Turn every line of the entries below into a JSON list of strings, one string per line, and skip any blank lines. Don't include the pictures.

++++++

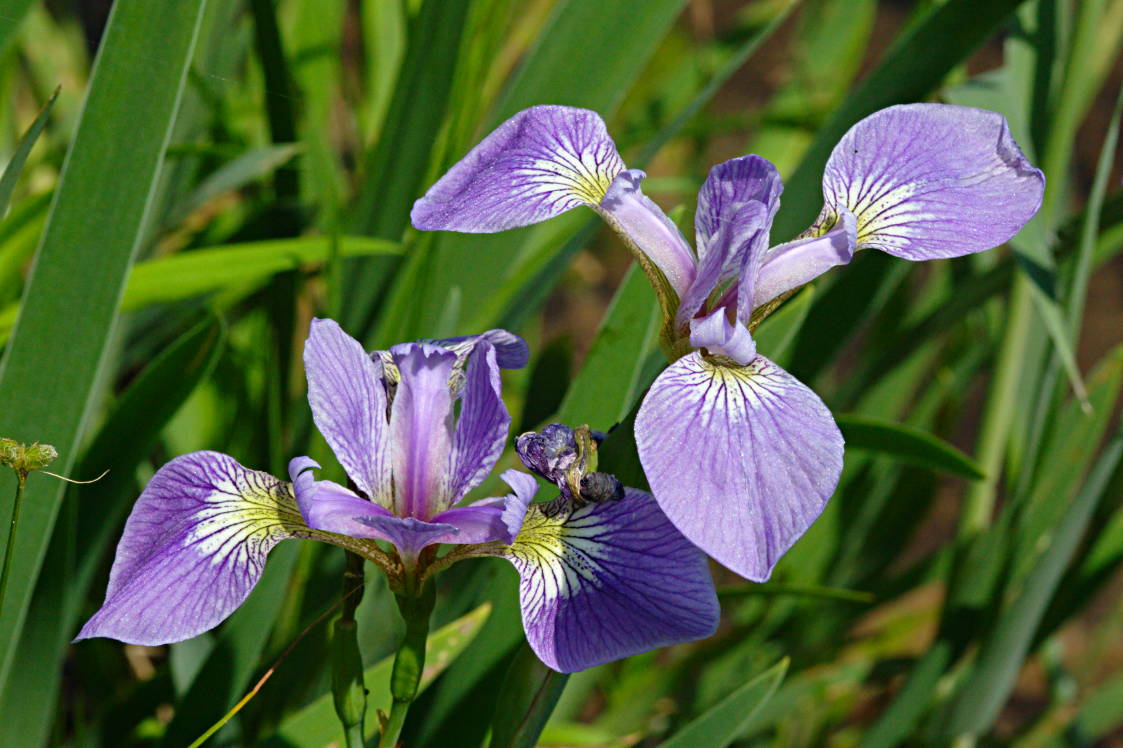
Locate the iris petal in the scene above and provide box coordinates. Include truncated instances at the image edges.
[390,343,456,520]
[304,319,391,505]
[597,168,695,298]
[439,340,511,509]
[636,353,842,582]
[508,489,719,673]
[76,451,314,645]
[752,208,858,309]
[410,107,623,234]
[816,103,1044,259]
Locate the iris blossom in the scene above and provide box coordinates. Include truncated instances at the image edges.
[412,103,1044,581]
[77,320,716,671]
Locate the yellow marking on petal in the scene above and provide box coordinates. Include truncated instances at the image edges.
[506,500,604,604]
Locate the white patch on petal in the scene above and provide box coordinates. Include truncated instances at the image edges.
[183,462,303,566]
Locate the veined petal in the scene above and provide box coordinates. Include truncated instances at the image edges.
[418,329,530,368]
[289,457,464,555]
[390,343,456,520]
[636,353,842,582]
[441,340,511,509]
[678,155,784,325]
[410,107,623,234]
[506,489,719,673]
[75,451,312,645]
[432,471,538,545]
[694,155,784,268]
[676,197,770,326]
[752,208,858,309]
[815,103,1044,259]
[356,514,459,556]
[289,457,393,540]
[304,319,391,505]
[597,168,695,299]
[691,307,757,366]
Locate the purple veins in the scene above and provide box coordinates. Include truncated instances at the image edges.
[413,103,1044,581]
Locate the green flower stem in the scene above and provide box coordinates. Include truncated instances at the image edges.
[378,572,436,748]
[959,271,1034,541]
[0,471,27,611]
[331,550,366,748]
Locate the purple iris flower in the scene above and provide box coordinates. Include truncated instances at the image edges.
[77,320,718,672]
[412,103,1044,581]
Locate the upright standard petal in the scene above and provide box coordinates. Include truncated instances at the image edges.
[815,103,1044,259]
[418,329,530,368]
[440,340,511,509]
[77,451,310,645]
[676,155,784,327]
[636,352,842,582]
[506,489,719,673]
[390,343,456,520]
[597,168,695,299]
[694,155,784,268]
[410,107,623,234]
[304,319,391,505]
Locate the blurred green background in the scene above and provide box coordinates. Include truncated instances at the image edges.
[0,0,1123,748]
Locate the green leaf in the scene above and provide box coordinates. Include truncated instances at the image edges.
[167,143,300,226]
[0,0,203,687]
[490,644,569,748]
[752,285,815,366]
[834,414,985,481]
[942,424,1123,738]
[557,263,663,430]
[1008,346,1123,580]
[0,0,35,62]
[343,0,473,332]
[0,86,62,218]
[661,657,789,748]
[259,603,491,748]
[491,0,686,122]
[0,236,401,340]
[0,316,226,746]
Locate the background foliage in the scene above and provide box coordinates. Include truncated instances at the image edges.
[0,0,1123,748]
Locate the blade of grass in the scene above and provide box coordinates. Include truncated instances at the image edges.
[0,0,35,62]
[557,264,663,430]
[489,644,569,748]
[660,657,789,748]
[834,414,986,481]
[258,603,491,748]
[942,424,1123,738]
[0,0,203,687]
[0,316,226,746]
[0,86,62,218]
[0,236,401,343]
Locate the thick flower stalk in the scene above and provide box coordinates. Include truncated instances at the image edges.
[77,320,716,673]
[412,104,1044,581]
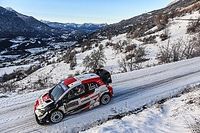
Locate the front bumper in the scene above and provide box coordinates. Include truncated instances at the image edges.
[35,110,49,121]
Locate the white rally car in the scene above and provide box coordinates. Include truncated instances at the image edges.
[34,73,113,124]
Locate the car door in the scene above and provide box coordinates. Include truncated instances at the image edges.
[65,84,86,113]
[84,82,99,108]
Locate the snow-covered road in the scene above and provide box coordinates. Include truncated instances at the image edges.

++++++

- [Output for this exercise]
[
  "Locate the iris petal in the scene above and provide box coordinates. Include truncated instances at the image edges.",
  "[390,343,456,520]",
  "[304,319,391,505]",
  "[597,168,695,298]",
  "[439,340,511,509]",
  "[636,353,842,582]",
  "[508,489,719,673]",
  "[76,451,314,645]",
  "[752,208,858,309]",
  "[410,107,623,234]",
  "[816,103,1044,259]",
  "Locate the iris blossom in the scene above and provide box coordinates. Include truncated instances at the image edges.",
  "[412,103,1044,581]",
  "[77,320,716,671]",
  "Locate the yellow marking on petal in the scene above and provide box coordinates. Include truncated instances at the image edges.",
  "[506,500,604,604]",
  "Locate the white patch on petal in the scene above and provide box coordinates. Include truncated instances at the image edges.",
  "[183,462,303,566]",
  "Locate the veined petal in the scene above and provide box coordinates. Include truncated instances at the image edges.",
  "[418,329,530,368]",
  "[289,457,464,555]",
  "[390,343,456,520]",
  "[636,353,842,582]",
  "[441,340,511,509]",
  "[678,155,784,325]",
  "[410,107,623,234]",
  "[506,489,719,673]",
  "[75,451,312,645]",
  "[432,471,538,545]",
  "[694,155,784,268]",
  "[676,197,770,326]",
  "[752,208,858,309]",
  "[815,103,1044,259]",
  "[356,514,459,556]",
  "[289,457,393,540]",
  "[304,319,391,505]",
  "[597,168,695,299]",
  "[691,307,757,366]",
  "Locate the purple veins in the scene above and provide box coordinates. Include truncated instances at the image edges.",
  "[413,103,1044,581]",
  "Locate the green flower stem in the scene above and provide box coordinates. Include truncated instances at the image edges.",
  "[378,572,436,748]",
  "[959,271,1034,541]",
  "[0,471,27,611]",
  "[331,550,366,748]",
  "Locate the purple iris flower in the scene above and provide box coordinates. Include truncated instances at the image edges.",
  "[77,320,718,672]",
  "[412,103,1044,581]",
  "Locate the upright standard petal in the scene above and provide box coordinates. Include truncated instances at the image edges.",
  "[815,103,1044,259]",
  "[418,329,530,368]",
  "[440,340,511,509]",
  "[77,451,310,645]",
  "[676,155,784,327]",
  "[636,352,842,582]",
  "[506,489,719,673]",
  "[390,343,456,520]",
  "[597,168,695,299]",
  "[694,155,784,268]",
  "[410,107,623,234]",
  "[304,319,391,505]",
  "Locate the blurred green background in the scene above and provide box coordinates. Include truncated instances at the image edges.",
  "[0,0,1123,748]",
  "Locate the green leaf in the scene above and provide box coordinates. Include truncated instances at the image edges.",
  "[167,143,300,226]",
  "[0,0,203,687]",
  "[490,644,569,748]",
  "[752,285,815,366]",
  "[834,414,985,481]",
  "[942,424,1123,738]",
  "[557,263,663,430]",
  "[1008,346,1123,580]",
  "[0,0,35,62]",
  "[343,0,473,332]",
  "[0,86,62,218]",
  "[661,657,789,748]",
  "[259,603,491,748]",
  "[491,0,686,122]",
  "[0,236,401,340]",
  "[0,316,226,746]",
  "Locate the background foliage in the scene above and provide box coordinates. Include truncated instances at the image edges.",
  "[0,0,1123,748]",
  "Locate the blade of grass in the scene above and provide box coordinates. Include truncated instances at the image edges.",
  "[0,0,35,62]",
  "[557,264,663,430]",
  "[489,644,569,748]",
  "[660,657,789,748]",
  "[834,414,986,481]",
  "[258,603,491,748]",
  "[942,424,1123,738]",
  "[0,0,203,687]",
  "[0,316,226,746]",
  "[0,86,62,218]",
  "[0,236,401,343]",
  "Locate the thick flower stalk in the scene above and provide box coordinates. Include truncated instances at the image edges.",
  "[77,320,716,673]",
  "[412,104,1044,581]",
  "Locate the front bumper in the scene above and provide box coordinates. Include truncated instances at the image edges.",
  "[35,110,49,121]",
  "Locate the white rally car in the scene above and provide box coordinates. Include truncated instances at the image edges.",
  "[34,73,113,124]",
  "Locate the car door in the scene above and provide box coordinates. Include truncated instances at the image edges.",
  "[65,84,86,113]",
  "[84,82,99,108]",
  "Locate the snow-covered road in the scene above and provide box coordinates. Include truncated instances at the image edges."
]